• TASK REQUIREMENTS
For the entries below, the result should be an exact transcription of the lines from the one with "of the skin." up to and including the one with "of the mouth.", and only those.

*** MATERIAL PROVIDED Section Begins ***

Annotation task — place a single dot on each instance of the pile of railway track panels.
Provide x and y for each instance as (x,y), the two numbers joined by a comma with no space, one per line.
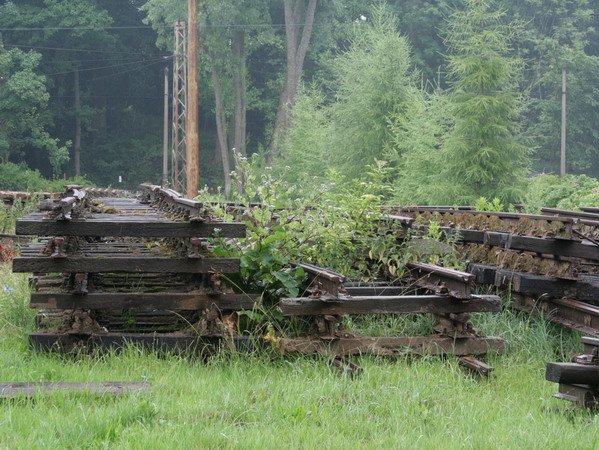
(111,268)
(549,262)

*** MATERIAL PROVIDED Section Ends ***
*** MATERIAL PROVIDED Section Begins ***

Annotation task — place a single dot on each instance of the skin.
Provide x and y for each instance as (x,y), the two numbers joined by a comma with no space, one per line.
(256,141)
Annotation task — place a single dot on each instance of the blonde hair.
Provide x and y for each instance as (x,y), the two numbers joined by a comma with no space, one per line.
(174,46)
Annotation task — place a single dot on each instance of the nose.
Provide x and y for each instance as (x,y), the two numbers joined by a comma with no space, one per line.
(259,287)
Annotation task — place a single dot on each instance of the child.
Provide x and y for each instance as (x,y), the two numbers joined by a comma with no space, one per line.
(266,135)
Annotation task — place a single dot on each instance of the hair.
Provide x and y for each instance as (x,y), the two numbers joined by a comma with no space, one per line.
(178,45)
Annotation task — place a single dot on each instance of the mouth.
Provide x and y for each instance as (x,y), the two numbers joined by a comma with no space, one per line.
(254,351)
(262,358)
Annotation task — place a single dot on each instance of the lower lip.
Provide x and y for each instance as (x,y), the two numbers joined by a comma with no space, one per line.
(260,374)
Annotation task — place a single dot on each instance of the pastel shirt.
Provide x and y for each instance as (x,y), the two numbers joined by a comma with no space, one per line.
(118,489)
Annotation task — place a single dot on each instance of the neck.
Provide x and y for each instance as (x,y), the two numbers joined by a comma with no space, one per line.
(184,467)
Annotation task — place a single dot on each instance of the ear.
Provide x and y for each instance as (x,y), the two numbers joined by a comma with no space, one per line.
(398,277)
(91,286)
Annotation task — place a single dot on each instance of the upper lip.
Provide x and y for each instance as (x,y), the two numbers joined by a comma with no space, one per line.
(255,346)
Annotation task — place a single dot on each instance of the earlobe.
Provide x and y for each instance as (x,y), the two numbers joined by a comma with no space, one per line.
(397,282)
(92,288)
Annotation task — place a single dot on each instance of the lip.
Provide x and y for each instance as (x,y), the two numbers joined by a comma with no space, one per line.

*** MATERIAL PROVIDED Section Ends ***
*** MATERIAL PROVIDED Section Begins ***

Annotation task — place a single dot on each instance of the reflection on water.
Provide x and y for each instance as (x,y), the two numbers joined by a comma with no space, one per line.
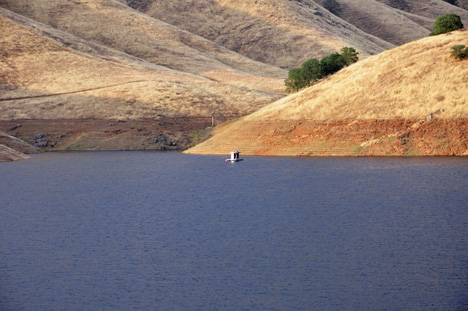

*** MATERIAL PROVIDED Section Ends ***

• YOUR RESPONSE
Annotation task — place a single dot on each instance of the skin.
Provide x and y for each instance as (x,y), the two numbers joined by a comma with no space, one per line.
(256,141)
Annotation task — place a single dot on each instance of the blonde hair.
Provide x and y for each instance as (x,y), the two numbers joined by a comma with no space, one per line.
(174,46)
Annotation task — place a single dot on each instance of the nose.
Provide x and y for each instance as (x,y), the two numbers joined by a comma with no space, one per line.
(259,287)
Annotation task — place a single dot on each instance of the child.
Provide x and y for each instance as (x,y), the two numbers joined by a comma with no space, one per line.
(266,135)
Annotation task — place a single dot on each instance of the hair.
Provide x and y for each instance as (x,y), the two numbers joined by a comma with no space, one per line.
(178,45)
Annotation task — place a single dot on each instance of the mouth.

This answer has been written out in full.